→ HOW TO COMPLETE THIS TASK: The answer must be every record below, reproduced exactly.

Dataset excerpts
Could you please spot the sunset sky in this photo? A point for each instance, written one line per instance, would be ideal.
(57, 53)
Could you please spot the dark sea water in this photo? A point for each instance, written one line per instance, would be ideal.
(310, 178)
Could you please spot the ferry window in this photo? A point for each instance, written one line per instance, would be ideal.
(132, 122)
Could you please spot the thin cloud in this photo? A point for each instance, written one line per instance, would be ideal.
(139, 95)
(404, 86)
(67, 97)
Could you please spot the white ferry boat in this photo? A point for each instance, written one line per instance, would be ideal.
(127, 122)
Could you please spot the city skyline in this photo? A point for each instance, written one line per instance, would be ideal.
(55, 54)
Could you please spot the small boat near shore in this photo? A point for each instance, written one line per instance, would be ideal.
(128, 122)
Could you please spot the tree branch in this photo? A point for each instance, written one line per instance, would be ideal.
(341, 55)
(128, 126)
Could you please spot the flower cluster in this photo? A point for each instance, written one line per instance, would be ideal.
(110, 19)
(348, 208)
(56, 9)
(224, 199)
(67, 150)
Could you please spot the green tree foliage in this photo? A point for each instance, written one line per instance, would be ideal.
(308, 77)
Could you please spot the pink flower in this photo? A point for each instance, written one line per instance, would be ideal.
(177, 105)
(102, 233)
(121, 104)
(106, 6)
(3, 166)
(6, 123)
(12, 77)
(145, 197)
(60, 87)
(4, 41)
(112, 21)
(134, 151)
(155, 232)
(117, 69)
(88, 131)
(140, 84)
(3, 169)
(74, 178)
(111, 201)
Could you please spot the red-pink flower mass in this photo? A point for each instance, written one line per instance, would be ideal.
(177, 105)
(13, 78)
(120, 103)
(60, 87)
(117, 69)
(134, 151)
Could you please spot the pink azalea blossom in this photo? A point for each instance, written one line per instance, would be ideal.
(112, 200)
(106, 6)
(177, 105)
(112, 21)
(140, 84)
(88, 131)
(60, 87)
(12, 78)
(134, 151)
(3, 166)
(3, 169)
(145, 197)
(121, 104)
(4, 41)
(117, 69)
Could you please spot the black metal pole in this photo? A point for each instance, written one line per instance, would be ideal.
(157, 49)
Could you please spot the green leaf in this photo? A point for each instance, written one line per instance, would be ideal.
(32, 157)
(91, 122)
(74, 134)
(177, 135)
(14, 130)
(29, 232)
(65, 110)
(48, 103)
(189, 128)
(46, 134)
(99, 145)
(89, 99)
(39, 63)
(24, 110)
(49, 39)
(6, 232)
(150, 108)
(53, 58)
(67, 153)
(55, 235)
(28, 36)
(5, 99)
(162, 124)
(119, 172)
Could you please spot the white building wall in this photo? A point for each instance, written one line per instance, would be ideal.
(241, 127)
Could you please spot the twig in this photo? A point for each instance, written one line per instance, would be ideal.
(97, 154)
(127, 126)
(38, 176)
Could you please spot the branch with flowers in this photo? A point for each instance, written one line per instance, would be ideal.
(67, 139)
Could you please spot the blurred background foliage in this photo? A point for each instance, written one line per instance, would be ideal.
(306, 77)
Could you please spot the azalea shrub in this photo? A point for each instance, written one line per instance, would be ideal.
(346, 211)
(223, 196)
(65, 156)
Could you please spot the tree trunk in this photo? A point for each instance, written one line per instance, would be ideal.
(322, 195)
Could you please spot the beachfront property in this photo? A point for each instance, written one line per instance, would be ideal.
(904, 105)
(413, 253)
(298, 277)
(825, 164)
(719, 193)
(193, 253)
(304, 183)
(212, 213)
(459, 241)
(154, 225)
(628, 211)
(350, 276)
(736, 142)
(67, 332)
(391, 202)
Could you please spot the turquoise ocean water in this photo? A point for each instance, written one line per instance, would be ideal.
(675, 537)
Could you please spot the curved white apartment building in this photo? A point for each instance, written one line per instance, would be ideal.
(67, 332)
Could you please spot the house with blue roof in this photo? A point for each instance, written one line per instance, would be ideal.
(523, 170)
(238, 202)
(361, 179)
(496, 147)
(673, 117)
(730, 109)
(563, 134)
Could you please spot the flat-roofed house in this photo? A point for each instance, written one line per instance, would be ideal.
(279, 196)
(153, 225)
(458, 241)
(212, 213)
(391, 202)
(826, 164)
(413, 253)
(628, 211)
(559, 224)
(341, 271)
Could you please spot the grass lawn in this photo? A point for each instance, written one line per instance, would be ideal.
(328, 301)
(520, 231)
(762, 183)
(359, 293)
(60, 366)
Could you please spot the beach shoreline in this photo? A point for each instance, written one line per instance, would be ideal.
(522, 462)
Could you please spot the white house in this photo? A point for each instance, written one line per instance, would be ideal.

→ ANSWER BELOW:
Could you please spot the sunset sky in this photo? A point for each instance, written one line per instance, would be ideal.
(57, 53)
Could you please spot the dark sea water in this photo? A point for each instance, written one line per instance, would be ideal.
(310, 178)
Could you please spot the ferry window in this photo? A point for each instance, written one line per instance, would be ideal.
(132, 122)
Could you please spot the thin cloud in this photo? A point for each instance, written one line per instance, would be ideal.
(139, 95)
(404, 86)
(67, 97)
Could you please spot the white ferry boat in this photo? A point for each instance, written one line per instance, would be ideal.
(127, 122)
Could you please spot the city skyline in this photo? A point for each instance, written one line per instance, would be ideal.
(55, 54)
Could you please spot the small boat near shore in this photo? A point for each instance, written one line per instance, would be ideal.
(128, 122)
Could you please spot the tree branch in this photo? A point for each instance, written one line per instance, would be ideal.
(341, 55)
(128, 126)
Could you please spot the flower cluster in this photo? A point for each instance, written one line per instance, would be ideal.
(110, 19)
(348, 208)
(56, 9)
(224, 199)
(67, 150)
Could you please spot the green tree foliage in this photo? A point for each instance, written one line per instance, would be ideal.
(308, 77)
Could you please spot the pink flower in this photo? A point for each instance, written one line per instance, would be ideal.
(177, 105)
(102, 233)
(121, 104)
(106, 6)
(3, 166)
(6, 123)
(12, 77)
(145, 197)
(60, 87)
(4, 41)
(112, 21)
(134, 151)
(155, 232)
(117, 69)
(88, 131)
(140, 84)
(3, 169)
(74, 178)
(111, 201)
Could you please spot the red-pink flower mass in this photo? A point for each instance, written one line per instance, would be ideal.
(177, 105)
(13, 78)
(120, 103)
(60, 87)
(117, 69)
(134, 151)
Could you please spot the pink azalea blossom in this photo? A point for each instance, written one line per instance, would be ideal.
(112, 200)
(106, 6)
(177, 105)
(112, 21)
(140, 84)
(88, 131)
(60, 87)
(12, 78)
(134, 151)
(3, 166)
(3, 169)
(145, 197)
(121, 104)
(4, 41)
(117, 69)
Could you please spot the black metal pole in this photo? A point for each instance, written one line per instance, would be ideal.
(157, 49)
Could you please spot the green leaf in this photo? A point for each instance, written one line per instance, would be ideal.
(32, 157)
(91, 122)
(74, 134)
(177, 135)
(14, 130)
(29, 232)
(65, 110)
(48, 103)
(189, 128)
(46, 134)
(99, 145)
(89, 99)
(39, 63)
(24, 110)
(49, 39)
(6, 232)
(150, 108)
(53, 58)
(67, 153)
(55, 235)
(28, 36)
(5, 99)
(162, 124)
(119, 172)
Could you please spot the white building wall in this photo? A point for each instance, written one line per instance, would be ideal.
(241, 127)
Could you please spot the twig in this photo? A point for each instance, written one line per instance, would be ideal.
(97, 154)
(127, 126)
(38, 176)
Could you please spot the branch with flowers in this photo? A point for each instance, written one line per instance, would be ideal.
(67, 139)
Could you please spot the blurred background foliage in this photo? A point for each instance, written one line per instance, would be ideal.
(306, 77)
Could you please spot the azalea shrub in this photo? A point for each instance, written one line per instance, would be ideal.
(346, 211)
(223, 196)
(65, 156)
Could you please spot the tree trunk in this photo? A point for each instance, written one line per instance, would be ideal.
(322, 195)
Could you please spot the beachfront property in this photo? A point for each instance, written one line per instance, would be ideal.
(904, 105)
(413, 253)
(298, 277)
(825, 164)
(719, 193)
(193, 253)
(304, 183)
(212, 213)
(459, 241)
(154, 225)
(628, 211)
(350, 276)
(736, 142)
(67, 332)
(391, 202)
Could you please spot the turquoise ocean water in this photo? A point for each instance, written one line per instance, would be ideal.
(675, 537)
Could you please spot the curved white apartment building in this photo? A point for each instance, written one line per instance, would be ideal.
(67, 332)
Could you please spot the house with blue roof in this photo? A point for each instance, written one line per instance, would be ideal.
(523, 170)
(238, 202)
(361, 179)
(496, 147)
(673, 117)
(730, 109)
(563, 134)
Could you please spot the flat-roofed house in this photo? A point for each instance, written one line per instance, would be ideal.
(279, 196)
(153, 225)
(458, 241)
(212, 213)
(391, 202)
(826, 164)
(413, 253)
(628, 211)
(559, 224)
(341, 271)
Could you please spot the grass lawn in this photo? A point for each instance, written one line per instance, would be ideal.
(328, 301)
(520, 231)
(762, 183)
(359, 293)
(60, 366)
Could you please spot the beach shoreline in this photo? A point for each instance, written one line per instance, would be ideal.
(522, 462)
Could you please spot the white house in this photo? A point for each instance, written one line per instance, would be ideal.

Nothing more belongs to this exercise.